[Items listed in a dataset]
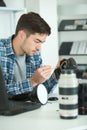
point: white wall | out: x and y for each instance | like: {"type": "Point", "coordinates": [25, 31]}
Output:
{"type": "Point", "coordinates": [14, 3]}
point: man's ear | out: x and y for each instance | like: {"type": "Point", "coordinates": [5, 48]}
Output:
{"type": "Point", "coordinates": [22, 34]}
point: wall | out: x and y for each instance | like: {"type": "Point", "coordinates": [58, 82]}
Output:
{"type": "Point", "coordinates": [48, 10]}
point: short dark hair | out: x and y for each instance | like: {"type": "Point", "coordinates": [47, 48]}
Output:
{"type": "Point", "coordinates": [33, 23]}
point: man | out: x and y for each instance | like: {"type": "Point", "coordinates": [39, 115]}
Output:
{"type": "Point", "coordinates": [20, 56]}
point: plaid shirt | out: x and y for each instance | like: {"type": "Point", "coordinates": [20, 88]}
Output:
{"type": "Point", "coordinates": [32, 63]}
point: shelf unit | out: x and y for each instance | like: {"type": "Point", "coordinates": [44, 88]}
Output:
{"type": "Point", "coordinates": [72, 27]}
{"type": "Point", "coordinates": [8, 20]}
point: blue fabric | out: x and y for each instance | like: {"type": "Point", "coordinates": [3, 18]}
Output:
{"type": "Point", "coordinates": [32, 63]}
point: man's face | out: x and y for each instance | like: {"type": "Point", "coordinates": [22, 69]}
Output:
{"type": "Point", "coordinates": [33, 43]}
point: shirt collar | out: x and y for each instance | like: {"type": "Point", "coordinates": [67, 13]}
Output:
{"type": "Point", "coordinates": [9, 48]}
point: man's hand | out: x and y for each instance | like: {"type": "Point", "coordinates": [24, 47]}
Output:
{"type": "Point", "coordinates": [41, 75]}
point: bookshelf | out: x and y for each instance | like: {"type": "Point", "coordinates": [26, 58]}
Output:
{"type": "Point", "coordinates": [72, 30]}
{"type": "Point", "coordinates": [8, 20]}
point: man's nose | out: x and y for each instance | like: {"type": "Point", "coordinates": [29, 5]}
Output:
{"type": "Point", "coordinates": [38, 47]}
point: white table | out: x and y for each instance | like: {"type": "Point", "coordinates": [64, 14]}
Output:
{"type": "Point", "coordinates": [44, 118]}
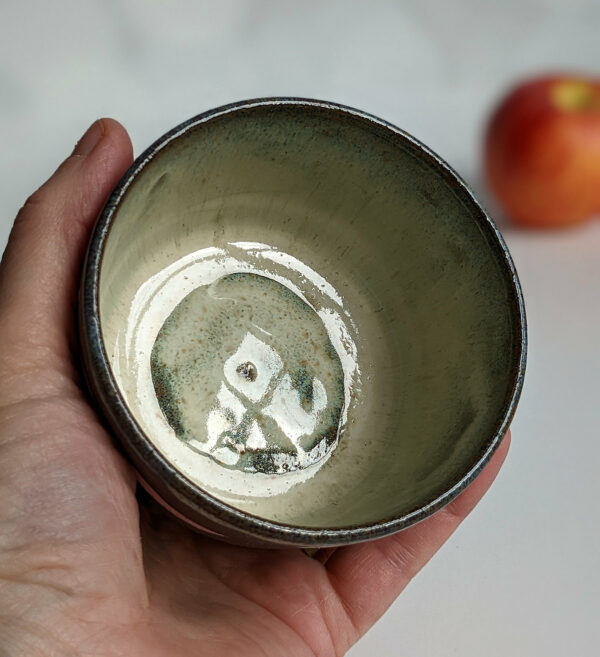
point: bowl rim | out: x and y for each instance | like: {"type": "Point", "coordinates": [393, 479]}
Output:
{"type": "Point", "coordinates": [152, 465]}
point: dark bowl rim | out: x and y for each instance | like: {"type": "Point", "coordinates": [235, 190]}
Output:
{"type": "Point", "coordinates": [111, 402]}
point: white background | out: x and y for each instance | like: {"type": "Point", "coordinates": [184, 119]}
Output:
{"type": "Point", "coordinates": [521, 577]}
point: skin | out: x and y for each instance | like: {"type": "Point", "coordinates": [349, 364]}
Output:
{"type": "Point", "coordinates": [84, 569]}
{"type": "Point", "coordinates": [542, 152]}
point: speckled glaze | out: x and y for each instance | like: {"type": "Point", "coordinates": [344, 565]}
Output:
{"type": "Point", "coordinates": [300, 325]}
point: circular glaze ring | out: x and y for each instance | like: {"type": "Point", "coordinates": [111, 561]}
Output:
{"type": "Point", "coordinates": [177, 493]}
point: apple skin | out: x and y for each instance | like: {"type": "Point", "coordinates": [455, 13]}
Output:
{"type": "Point", "coordinates": [542, 151]}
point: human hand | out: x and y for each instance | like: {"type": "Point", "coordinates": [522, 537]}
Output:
{"type": "Point", "coordinates": [84, 571]}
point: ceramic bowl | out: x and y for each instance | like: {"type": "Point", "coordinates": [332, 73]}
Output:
{"type": "Point", "coordinates": [300, 325]}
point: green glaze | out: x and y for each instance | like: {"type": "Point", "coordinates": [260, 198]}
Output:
{"type": "Point", "coordinates": [423, 284]}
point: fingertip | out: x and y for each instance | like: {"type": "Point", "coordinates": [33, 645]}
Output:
{"type": "Point", "coordinates": [114, 147]}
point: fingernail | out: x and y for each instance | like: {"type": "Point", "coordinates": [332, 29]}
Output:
{"type": "Point", "coordinates": [90, 138]}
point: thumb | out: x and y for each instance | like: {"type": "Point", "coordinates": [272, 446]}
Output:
{"type": "Point", "coordinates": [40, 268]}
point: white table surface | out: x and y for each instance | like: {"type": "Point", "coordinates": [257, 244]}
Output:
{"type": "Point", "coordinates": [521, 577]}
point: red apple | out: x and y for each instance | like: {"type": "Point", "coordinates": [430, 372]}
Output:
{"type": "Point", "coordinates": [542, 151]}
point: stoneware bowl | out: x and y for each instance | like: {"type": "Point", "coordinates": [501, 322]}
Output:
{"type": "Point", "coordinates": [300, 325]}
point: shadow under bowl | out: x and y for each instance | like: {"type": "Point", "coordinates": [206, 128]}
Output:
{"type": "Point", "coordinates": [300, 325]}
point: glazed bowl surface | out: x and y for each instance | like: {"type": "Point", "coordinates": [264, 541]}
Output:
{"type": "Point", "coordinates": [300, 325]}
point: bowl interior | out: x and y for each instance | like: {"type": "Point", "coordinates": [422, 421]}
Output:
{"type": "Point", "coordinates": [301, 276]}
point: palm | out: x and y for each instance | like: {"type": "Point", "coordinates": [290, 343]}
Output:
{"type": "Point", "coordinates": [82, 569]}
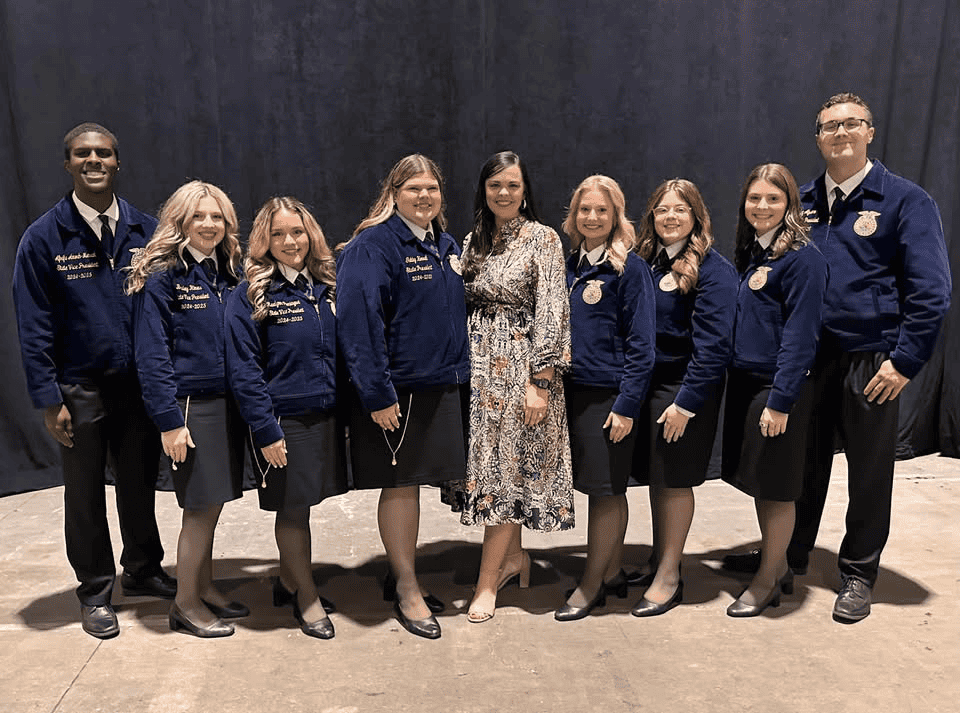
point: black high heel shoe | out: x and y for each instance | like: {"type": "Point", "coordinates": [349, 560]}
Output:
{"type": "Point", "coordinates": [740, 609]}
{"type": "Point", "coordinates": [390, 595]}
{"type": "Point", "coordinates": [571, 613]}
{"type": "Point", "coordinates": [283, 597]}
{"type": "Point", "coordinates": [428, 628]}
{"type": "Point", "coordinates": [179, 622]}
{"type": "Point", "coordinates": [647, 608]}
{"type": "Point", "coordinates": [322, 629]}
{"type": "Point", "coordinates": [233, 610]}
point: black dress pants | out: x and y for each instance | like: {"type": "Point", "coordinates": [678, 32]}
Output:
{"type": "Point", "coordinates": [109, 423]}
{"type": "Point", "coordinates": [868, 433]}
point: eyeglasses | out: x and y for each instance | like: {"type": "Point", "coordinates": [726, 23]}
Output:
{"type": "Point", "coordinates": [851, 124]}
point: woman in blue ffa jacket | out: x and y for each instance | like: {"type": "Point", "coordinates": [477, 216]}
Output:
{"type": "Point", "coordinates": [401, 321]}
{"type": "Point", "coordinates": [696, 294]}
{"type": "Point", "coordinates": [281, 359]}
{"type": "Point", "coordinates": [181, 281]}
{"type": "Point", "coordinates": [611, 358]}
{"type": "Point", "coordinates": [783, 277]}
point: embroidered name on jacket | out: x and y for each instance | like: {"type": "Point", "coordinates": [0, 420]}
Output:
{"type": "Point", "coordinates": [192, 296]}
{"type": "Point", "coordinates": [77, 266]}
{"type": "Point", "coordinates": [419, 268]}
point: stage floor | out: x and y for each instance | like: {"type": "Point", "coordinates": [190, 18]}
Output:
{"type": "Point", "coordinates": [905, 656]}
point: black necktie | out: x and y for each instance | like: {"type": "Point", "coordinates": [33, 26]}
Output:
{"type": "Point", "coordinates": [210, 267]}
{"type": "Point", "coordinates": [837, 203]}
{"type": "Point", "coordinates": [106, 236]}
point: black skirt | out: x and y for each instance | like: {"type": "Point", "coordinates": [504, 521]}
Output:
{"type": "Point", "coordinates": [767, 468]}
{"type": "Point", "coordinates": [316, 464]}
{"type": "Point", "coordinates": [683, 463]}
{"type": "Point", "coordinates": [600, 467]}
{"type": "Point", "coordinates": [427, 449]}
{"type": "Point", "coordinates": [212, 473]}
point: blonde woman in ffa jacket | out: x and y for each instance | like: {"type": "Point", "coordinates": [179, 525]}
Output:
{"type": "Point", "coordinates": [783, 278]}
{"type": "Point", "coordinates": [402, 328]}
{"type": "Point", "coordinates": [180, 283]}
{"type": "Point", "coordinates": [696, 294]}
{"type": "Point", "coordinates": [612, 352]}
{"type": "Point", "coordinates": [281, 359]}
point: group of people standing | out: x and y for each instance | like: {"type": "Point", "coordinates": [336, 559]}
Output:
{"type": "Point", "coordinates": [505, 373]}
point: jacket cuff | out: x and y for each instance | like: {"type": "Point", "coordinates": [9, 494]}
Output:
{"type": "Point", "coordinates": [271, 433]}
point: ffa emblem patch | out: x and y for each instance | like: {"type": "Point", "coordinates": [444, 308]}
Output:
{"type": "Point", "coordinates": [668, 283]}
{"type": "Point", "coordinates": [866, 224]}
{"type": "Point", "coordinates": [592, 293]}
{"type": "Point", "coordinates": [759, 278]}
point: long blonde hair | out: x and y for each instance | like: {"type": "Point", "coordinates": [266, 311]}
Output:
{"type": "Point", "coordinates": [260, 265]}
{"type": "Point", "coordinates": [686, 268]}
{"type": "Point", "coordinates": [622, 234]}
{"type": "Point", "coordinates": [169, 239]}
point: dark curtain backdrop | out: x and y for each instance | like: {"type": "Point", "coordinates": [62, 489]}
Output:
{"type": "Point", "coordinates": [319, 99]}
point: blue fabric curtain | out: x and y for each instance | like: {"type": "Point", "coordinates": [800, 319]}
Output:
{"type": "Point", "coordinates": [319, 99]}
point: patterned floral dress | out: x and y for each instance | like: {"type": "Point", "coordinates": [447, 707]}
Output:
{"type": "Point", "coordinates": [519, 324]}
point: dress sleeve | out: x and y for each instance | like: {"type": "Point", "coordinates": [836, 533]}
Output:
{"type": "Point", "coordinates": [550, 333]}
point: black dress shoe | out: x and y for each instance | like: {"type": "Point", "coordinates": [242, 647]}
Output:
{"type": "Point", "coordinates": [741, 609]}
{"type": "Point", "coordinates": [647, 608]}
{"type": "Point", "coordinates": [390, 595]}
{"type": "Point", "coordinates": [284, 597]}
{"type": "Point", "coordinates": [233, 610]}
{"type": "Point", "coordinates": [428, 628]}
{"type": "Point", "coordinates": [153, 584]}
{"type": "Point", "coordinates": [99, 620]}
{"type": "Point", "coordinates": [322, 629]}
{"type": "Point", "coordinates": [572, 613]}
{"type": "Point", "coordinates": [853, 602]}
{"type": "Point", "coordinates": [179, 622]}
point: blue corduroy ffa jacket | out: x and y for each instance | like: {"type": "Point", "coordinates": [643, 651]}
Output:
{"type": "Point", "coordinates": [889, 271]}
{"type": "Point", "coordinates": [178, 337]}
{"type": "Point", "coordinates": [612, 329]}
{"type": "Point", "coordinates": [73, 316]}
{"type": "Point", "coordinates": [779, 312]}
{"type": "Point", "coordinates": [401, 315]}
{"type": "Point", "coordinates": [696, 329]}
{"type": "Point", "coordinates": [285, 364]}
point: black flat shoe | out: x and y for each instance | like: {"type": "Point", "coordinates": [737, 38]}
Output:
{"type": "Point", "coordinates": [647, 608]}
{"type": "Point", "coordinates": [179, 622]}
{"type": "Point", "coordinates": [233, 610]}
{"type": "Point", "coordinates": [428, 628]}
{"type": "Point", "coordinates": [742, 610]}
{"type": "Point", "coordinates": [155, 584]}
{"type": "Point", "coordinates": [390, 595]}
{"type": "Point", "coordinates": [572, 613]}
{"type": "Point", "coordinates": [322, 629]}
{"type": "Point", "coordinates": [284, 597]}
{"type": "Point", "coordinates": [99, 620]}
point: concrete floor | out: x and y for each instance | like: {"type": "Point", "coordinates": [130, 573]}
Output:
{"type": "Point", "coordinates": [904, 657]}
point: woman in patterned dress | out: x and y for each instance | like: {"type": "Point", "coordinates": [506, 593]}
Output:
{"type": "Point", "coordinates": [518, 462]}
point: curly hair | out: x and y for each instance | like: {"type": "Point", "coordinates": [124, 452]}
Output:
{"type": "Point", "coordinates": [793, 233]}
{"type": "Point", "coordinates": [622, 235]}
{"type": "Point", "coordinates": [169, 239]}
{"type": "Point", "coordinates": [260, 264]}
{"type": "Point", "coordinates": [686, 268]}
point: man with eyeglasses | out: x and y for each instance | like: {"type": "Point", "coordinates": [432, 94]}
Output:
{"type": "Point", "coordinates": [888, 291]}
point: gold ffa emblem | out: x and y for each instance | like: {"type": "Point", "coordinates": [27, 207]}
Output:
{"type": "Point", "coordinates": [866, 224]}
{"type": "Point", "coordinates": [759, 278]}
{"type": "Point", "coordinates": [592, 293]}
{"type": "Point", "coordinates": [668, 283]}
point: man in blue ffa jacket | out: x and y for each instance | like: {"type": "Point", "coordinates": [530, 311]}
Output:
{"type": "Point", "coordinates": [75, 340]}
{"type": "Point", "coordinates": [888, 291]}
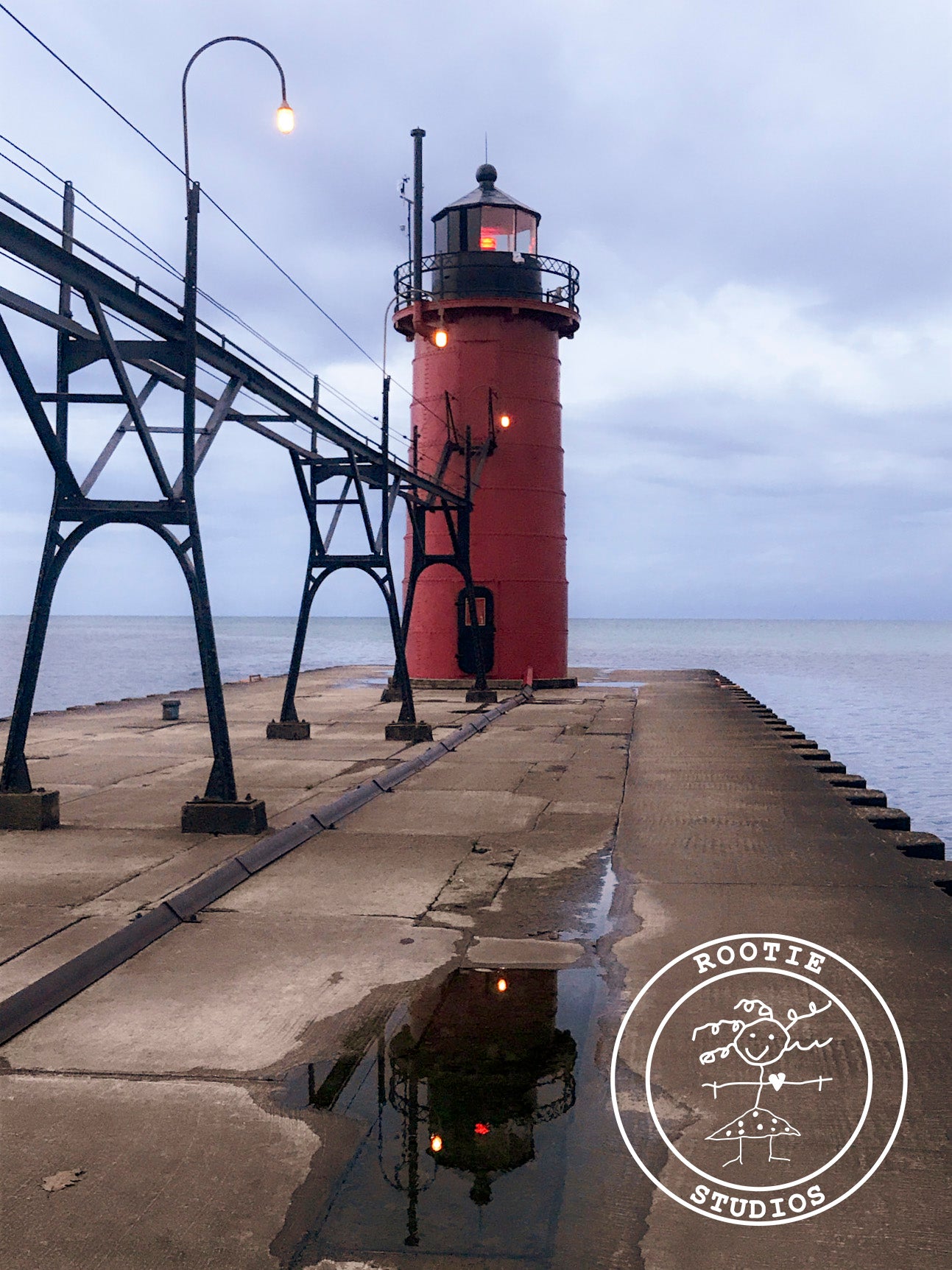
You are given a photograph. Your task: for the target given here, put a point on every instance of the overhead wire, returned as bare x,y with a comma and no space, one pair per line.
155,257
240,229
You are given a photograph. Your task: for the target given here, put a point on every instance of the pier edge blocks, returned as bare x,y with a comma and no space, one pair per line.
211,815
32,810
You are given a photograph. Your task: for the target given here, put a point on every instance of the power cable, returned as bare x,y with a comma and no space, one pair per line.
155,257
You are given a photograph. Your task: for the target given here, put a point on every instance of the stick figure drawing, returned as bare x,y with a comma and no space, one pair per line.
759,1042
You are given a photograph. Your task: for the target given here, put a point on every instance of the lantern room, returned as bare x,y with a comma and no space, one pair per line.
487,220
485,244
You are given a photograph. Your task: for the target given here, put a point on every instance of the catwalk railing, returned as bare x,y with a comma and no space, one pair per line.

• **Written request**
Pull out the lines of the material from the line with "point: curly hair" through the end, both included, and repeat them word for word. Leave the pictures out of your answer.

• **Solution for this exercise**
point: curly hair | out: x and y for each instance | like: {"type": "Point", "coordinates": [124, 452]}
Output:
{"type": "Point", "coordinates": [793, 233]}
{"type": "Point", "coordinates": [622, 235]}
{"type": "Point", "coordinates": [169, 239]}
{"type": "Point", "coordinates": [260, 264]}
{"type": "Point", "coordinates": [686, 268]}
point: man with eyeglasses | out: x and y for each instance | like: {"type": "Point", "coordinates": [432, 94]}
Output:
{"type": "Point", "coordinates": [888, 291]}
point: gold ffa emblem | out: x and y for each instance | like: {"type": "Point", "coordinates": [27, 207]}
Output:
{"type": "Point", "coordinates": [866, 224]}
{"type": "Point", "coordinates": [759, 278]}
{"type": "Point", "coordinates": [592, 293]}
{"type": "Point", "coordinates": [668, 283]}
point: man in blue ffa jacket | out: x and y for each instance | like: {"type": "Point", "coordinates": [530, 311]}
Output:
{"type": "Point", "coordinates": [75, 340]}
{"type": "Point", "coordinates": [888, 291]}
You are given a photograph. Your task: for the target given here, put a point on every instance of the overhead wire, returned as bare x,y with a comma and no space, one pair per line.
155,257
240,229
You are given a photograph. Your task: for the target given here, put a point on every instance of the pier edge blocks, returned as bare x,y with a comma and no space, one pair per line.
211,815
32,810
You are given a photograph. Your task: for the target given here, put a point on every instance of the power cable, returned as bare x,y with a comma and no space, one pair per line.
155,257
You are given a photograph. Your task: for the target given here, put a point on every instance of the stick figure drawing, returned as bare x,y with a comma and no space, one pair per line.
759,1042
You are given a photograph. Your task: for the target given here, put a point on every instance of the lantern room, returned as bare x,y with a comma and no space, one pair per line.
487,220
485,244
You are given a photograph. Your task: for the target given here, put a point on every instance of the catwalk railing, returned as bare x,y with a comma and no space, one pair per line.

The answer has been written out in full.